• **WHAT IS NEEDED**
Every entry should be given again exactly, with nothing dropped.

• **DATA RECORDS**
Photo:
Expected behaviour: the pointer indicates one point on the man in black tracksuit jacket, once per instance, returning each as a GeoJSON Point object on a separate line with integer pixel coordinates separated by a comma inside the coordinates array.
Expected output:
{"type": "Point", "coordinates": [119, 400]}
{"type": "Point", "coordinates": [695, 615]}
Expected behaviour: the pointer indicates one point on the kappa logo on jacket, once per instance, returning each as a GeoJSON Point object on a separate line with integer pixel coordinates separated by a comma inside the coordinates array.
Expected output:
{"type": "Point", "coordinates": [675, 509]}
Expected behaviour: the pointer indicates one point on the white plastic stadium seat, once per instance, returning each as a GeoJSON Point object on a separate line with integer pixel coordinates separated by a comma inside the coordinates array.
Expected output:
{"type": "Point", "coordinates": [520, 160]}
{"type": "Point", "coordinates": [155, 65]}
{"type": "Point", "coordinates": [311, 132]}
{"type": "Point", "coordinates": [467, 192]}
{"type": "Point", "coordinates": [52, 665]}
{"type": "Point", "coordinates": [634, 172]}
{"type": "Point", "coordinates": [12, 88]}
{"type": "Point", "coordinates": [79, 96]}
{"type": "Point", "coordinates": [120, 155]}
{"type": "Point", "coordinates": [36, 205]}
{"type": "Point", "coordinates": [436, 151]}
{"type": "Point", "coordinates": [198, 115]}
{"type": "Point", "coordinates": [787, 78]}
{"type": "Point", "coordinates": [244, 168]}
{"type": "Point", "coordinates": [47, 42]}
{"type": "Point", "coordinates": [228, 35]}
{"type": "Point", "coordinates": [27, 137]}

• **ANSWER BELOW**
Photo:
Expected behaviour: the pointer indicates one point on the man in black tracksuit jacket, once per instance, returning each as a GeoJSON Point object on a separate line with integer pixel coordinates separated by a comma inside the coordinates array.
Expected output:
{"type": "Point", "coordinates": [119, 400]}
{"type": "Point", "coordinates": [695, 615]}
Expected behaviour: the pointer indicates one point on the kappa logo on jacket, once per instance, returning each as a GeoJSON Point object on a separate line with integer pixel coordinates separated by a comma inside the coordinates array.
Expected output:
{"type": "Point", "coordinates": [675, 509]}
Expected behaviour: the pointer indicates one point on the white plastic stadium seat, once per instance, returning each as a GeoJSON Point object on a separate line with integer pixel coordinates separated by a comma inside the coordinates array.
Expected output:
{"type": "Point", "coordinates": [520, 160]}
{"type": "Point", "coordinates": [155, 65]}
{"type": "Point", "coordinates": [311, 132]}
{"type": "Point", "coordinates": [467, 192]}
{"type": "Point", "coordinates": [52, 665]}
{"type": "Point", "coordinates": [634, 172]}
{"type": "Point", "coordinates": [12, 88]}
{"type": "Point", "coordinates": [79, 96]}
{"type": "Point", "coordinates": [120, 155]}
{"type": "Point", "coordinates": [36, 205]}
{"type": "Point", "coordinates": [436, 151]}
{"type": "Point", "coordinates": [198, 115]}
{"type": "Point", "coordinates": [787, 78]}
{"type": "Point", "coordinates": [244, 168]}
{"type": "Point", "coordinates": [47, 42]}
{"type": "Point", "coordinates": [228, 35]}
{"type": "Point", "coordinates": [27, 137]}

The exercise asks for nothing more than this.